WORK TO COMPLETE ▸
Edit the flu vaccination project description by writing out the part that opens with the words containing "Implemented a machine" and closes with "86.25 and 86.22.", and replace "Optuna" with "Hyperopt".

PASSAGE ▸
• • • • • • •

Implemented a machine learning model to predict the likelihood of individuals receiving H1N1 and seasonal flu vaccinations by implementing data analysis and preprocessing techniques, feature engineering, Hyperparameter tuning using Optuna, and advanced classification algorithms to develop the most efficient predictive model and ranked 20th in the Driven Data out of 6500+ competitors.
-
The main file of this project is Predicting H1N1 and Seasonal Flu Uptake - EDA and ML implementation (XGBoost and CatBoost).ipynb. This file includes ML model implementations of XGBoost and CatBoost. The best scores I got from XGB and CatBoost are 86.25 and 86.22.
-
The EDA.py has all the necessary Exploratory Data Analysis and EDA with labels.py has all the necessary Exploratory Data Analysis with labels
-
The missing value Analysis and imputation.py includes the analysis of missing values and methods for imputation.

• • • • • • •

RECORD EXTRACTS ▸
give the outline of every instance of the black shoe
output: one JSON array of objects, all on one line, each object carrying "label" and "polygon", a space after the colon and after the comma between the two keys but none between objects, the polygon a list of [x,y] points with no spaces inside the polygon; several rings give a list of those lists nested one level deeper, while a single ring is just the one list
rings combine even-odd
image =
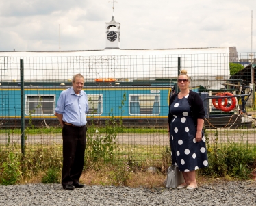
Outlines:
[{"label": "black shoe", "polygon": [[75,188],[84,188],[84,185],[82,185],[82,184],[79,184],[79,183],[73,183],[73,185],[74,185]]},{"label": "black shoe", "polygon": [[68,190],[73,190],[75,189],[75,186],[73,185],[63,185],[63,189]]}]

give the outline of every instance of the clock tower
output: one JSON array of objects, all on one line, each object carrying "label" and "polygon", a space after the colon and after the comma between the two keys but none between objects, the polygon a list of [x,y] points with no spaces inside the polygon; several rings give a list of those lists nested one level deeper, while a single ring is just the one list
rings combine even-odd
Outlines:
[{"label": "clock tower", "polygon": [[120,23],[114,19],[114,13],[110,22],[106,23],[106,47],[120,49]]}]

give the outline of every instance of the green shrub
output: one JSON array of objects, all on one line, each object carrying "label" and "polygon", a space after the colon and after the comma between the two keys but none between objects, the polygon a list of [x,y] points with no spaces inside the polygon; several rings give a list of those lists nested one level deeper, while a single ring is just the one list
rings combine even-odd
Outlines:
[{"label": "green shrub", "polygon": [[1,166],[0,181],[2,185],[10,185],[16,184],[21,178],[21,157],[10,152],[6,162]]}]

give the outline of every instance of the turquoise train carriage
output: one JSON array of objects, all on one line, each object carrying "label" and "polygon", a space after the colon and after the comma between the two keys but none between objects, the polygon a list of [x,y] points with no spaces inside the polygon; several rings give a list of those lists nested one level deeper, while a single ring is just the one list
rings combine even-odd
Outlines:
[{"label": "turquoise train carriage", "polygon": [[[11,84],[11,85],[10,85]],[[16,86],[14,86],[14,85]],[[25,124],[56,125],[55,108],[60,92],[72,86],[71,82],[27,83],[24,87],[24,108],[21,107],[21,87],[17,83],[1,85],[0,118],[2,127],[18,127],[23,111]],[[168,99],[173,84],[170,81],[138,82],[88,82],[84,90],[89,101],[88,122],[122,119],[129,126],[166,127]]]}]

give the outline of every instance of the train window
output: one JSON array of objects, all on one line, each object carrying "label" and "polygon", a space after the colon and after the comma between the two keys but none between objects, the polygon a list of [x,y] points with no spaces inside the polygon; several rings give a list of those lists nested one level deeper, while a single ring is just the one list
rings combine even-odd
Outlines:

• • • • • • •

PROBLEM SOLUTION ▸
Implemented a machine learning model to predict the likelihood of individuals receiving H1N1 and seasonal flu vaccinations by implementing data analysis and preprocessing techniques, feature engineering, Hyperparameter tuning using Hyperopt, and advanced classification algorithms to develop the most efficient predictive model and ranked 20th in the Driven Data out of 6500+ competitors.
-
The main file of this project is Predicting H1N1 and Seasonal Flu Uptake - EDA and ML implementation (XGBoost and CatBoost).ipynb. This file includes ML model implementations of XGBoost and CatBoost. The best scores I got from XGB and CatBoost are 86.25 and 86.22.